> [Task to complete] Find the line holding "[tag] child wearing" in the entries below. Give it again exactly, along with every line after it up to and including the line holding "[tag] sky (a point for each instance)".

□ □ □ □

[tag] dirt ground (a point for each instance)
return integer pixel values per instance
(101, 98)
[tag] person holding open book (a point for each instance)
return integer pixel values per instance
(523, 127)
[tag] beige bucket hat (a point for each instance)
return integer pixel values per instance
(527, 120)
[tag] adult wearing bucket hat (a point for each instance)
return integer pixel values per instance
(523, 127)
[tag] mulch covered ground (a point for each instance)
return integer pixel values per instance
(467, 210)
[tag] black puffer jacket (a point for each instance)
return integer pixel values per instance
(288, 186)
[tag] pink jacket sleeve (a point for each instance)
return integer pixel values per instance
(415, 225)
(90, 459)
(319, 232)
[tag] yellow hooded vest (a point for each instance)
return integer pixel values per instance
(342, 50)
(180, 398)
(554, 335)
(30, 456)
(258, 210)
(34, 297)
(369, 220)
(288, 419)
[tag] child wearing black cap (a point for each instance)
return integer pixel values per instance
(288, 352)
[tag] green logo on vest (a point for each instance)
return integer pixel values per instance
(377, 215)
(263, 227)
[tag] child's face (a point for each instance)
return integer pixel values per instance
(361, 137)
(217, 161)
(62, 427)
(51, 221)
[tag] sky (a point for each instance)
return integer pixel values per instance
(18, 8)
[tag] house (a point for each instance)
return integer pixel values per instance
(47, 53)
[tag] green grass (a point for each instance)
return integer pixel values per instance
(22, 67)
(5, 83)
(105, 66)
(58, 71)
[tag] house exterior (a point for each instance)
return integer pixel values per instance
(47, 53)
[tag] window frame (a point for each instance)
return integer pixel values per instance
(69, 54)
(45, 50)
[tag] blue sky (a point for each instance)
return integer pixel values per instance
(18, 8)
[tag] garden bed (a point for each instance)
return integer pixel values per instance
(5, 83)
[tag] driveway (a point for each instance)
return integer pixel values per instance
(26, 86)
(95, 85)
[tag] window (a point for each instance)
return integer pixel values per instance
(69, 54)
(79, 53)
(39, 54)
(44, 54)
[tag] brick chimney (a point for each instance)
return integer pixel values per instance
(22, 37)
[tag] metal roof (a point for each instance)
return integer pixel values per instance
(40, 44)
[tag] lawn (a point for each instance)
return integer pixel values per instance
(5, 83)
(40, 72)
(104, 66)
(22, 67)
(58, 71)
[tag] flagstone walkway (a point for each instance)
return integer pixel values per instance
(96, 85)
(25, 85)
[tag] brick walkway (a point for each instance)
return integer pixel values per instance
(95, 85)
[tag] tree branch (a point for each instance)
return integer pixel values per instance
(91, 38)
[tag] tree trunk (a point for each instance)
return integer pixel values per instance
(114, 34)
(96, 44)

□ □ □ □

> [Written answer]
[tag] child wearing black cap (a point for each instance)
return integer pixel values per instance
(288, 352)
[tag] green logo on vest (a point for each instance)
return integer pixel values per instance
(377, 215)
(263, 227)
[tag] child's face (a point for each instance)
return integer pixel values per instance
(361, 137)
(217, 161)
(62, 427)
(51, 221)
[tag] sky (a point for each instance)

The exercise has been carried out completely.